Stored records:
════════════════
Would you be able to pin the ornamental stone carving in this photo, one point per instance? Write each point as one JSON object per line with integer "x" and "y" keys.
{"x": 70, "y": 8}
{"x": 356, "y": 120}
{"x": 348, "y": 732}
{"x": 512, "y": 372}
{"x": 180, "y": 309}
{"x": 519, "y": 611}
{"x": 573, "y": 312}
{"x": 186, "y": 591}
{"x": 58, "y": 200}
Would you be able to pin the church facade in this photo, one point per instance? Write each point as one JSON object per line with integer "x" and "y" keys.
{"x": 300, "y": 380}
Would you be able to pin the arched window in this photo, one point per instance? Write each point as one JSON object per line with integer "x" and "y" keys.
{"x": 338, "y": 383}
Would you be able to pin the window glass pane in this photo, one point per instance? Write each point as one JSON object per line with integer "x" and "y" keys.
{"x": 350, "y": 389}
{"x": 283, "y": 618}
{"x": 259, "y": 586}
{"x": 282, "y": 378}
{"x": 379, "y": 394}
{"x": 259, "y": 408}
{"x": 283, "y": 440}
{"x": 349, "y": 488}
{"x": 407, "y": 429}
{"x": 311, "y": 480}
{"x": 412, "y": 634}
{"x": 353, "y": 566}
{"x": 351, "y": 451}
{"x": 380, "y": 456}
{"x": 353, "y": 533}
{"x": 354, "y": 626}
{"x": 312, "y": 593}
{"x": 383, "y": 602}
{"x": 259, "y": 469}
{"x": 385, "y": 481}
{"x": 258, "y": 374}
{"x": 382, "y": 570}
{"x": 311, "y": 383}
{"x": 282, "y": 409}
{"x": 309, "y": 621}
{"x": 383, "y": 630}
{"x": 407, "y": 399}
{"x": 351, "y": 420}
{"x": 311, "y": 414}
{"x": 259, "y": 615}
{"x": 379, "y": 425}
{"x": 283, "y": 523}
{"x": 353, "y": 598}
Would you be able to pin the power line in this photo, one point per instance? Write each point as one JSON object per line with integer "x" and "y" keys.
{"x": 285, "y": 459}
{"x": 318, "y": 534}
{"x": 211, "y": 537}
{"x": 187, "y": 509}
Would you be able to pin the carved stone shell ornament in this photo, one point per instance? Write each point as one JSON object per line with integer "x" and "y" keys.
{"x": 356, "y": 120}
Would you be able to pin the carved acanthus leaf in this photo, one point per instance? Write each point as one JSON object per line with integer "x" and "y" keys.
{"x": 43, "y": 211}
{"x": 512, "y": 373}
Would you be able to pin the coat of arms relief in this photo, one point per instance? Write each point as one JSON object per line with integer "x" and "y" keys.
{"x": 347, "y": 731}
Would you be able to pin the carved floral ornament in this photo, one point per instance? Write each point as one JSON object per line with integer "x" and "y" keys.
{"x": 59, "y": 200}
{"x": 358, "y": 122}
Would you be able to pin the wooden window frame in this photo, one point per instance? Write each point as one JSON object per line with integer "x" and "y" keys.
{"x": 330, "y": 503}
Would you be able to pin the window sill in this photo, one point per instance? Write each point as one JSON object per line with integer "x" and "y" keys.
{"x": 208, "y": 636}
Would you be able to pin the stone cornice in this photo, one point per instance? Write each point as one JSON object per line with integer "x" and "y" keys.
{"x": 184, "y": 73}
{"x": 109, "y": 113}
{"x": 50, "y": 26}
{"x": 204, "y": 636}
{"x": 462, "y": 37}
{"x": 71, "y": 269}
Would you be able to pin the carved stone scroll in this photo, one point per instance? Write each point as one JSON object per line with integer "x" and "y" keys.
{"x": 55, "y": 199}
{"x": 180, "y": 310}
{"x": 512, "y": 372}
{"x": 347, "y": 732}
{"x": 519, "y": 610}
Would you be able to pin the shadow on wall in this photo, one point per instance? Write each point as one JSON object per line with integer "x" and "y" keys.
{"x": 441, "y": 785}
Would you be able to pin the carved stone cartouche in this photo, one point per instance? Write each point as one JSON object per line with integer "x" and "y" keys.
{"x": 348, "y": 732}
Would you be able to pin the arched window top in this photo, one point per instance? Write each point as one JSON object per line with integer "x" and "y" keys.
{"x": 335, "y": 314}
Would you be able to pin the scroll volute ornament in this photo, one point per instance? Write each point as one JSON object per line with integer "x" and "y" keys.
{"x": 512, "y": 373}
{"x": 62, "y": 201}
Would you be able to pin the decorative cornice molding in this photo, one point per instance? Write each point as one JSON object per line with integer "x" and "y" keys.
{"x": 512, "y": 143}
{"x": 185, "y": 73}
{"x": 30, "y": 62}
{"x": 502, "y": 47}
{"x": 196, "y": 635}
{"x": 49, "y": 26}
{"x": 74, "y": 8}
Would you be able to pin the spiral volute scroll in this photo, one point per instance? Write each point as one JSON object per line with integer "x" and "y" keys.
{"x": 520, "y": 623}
════════════════
• **Problem**
Can you pull out everything from the line containing "Would you be able to pin the decorative" down through the end of the data above, reproducing each line unchanged?

• **Written answer**
Would you be able to pin the decorative cornice molding in this photo, one point per instance? Write each point as one JSON object per line with integer "x" and "y" keys.
{"x": 512, "y": 143}
{"x": 185, "y": 73}
{"x": 30, "y": 62}
{"x": 502, "y": 47}
{"x": 196, "y": 635}
{"x": 49, "y": 26}
{"x": 74, "y": 8}
Would you be able to pin the spiral volute scroll in this photo, one point per instance? Write each point as one JSON object per line with integer "x" and "y" keys.
{"x": 520, "y": 623}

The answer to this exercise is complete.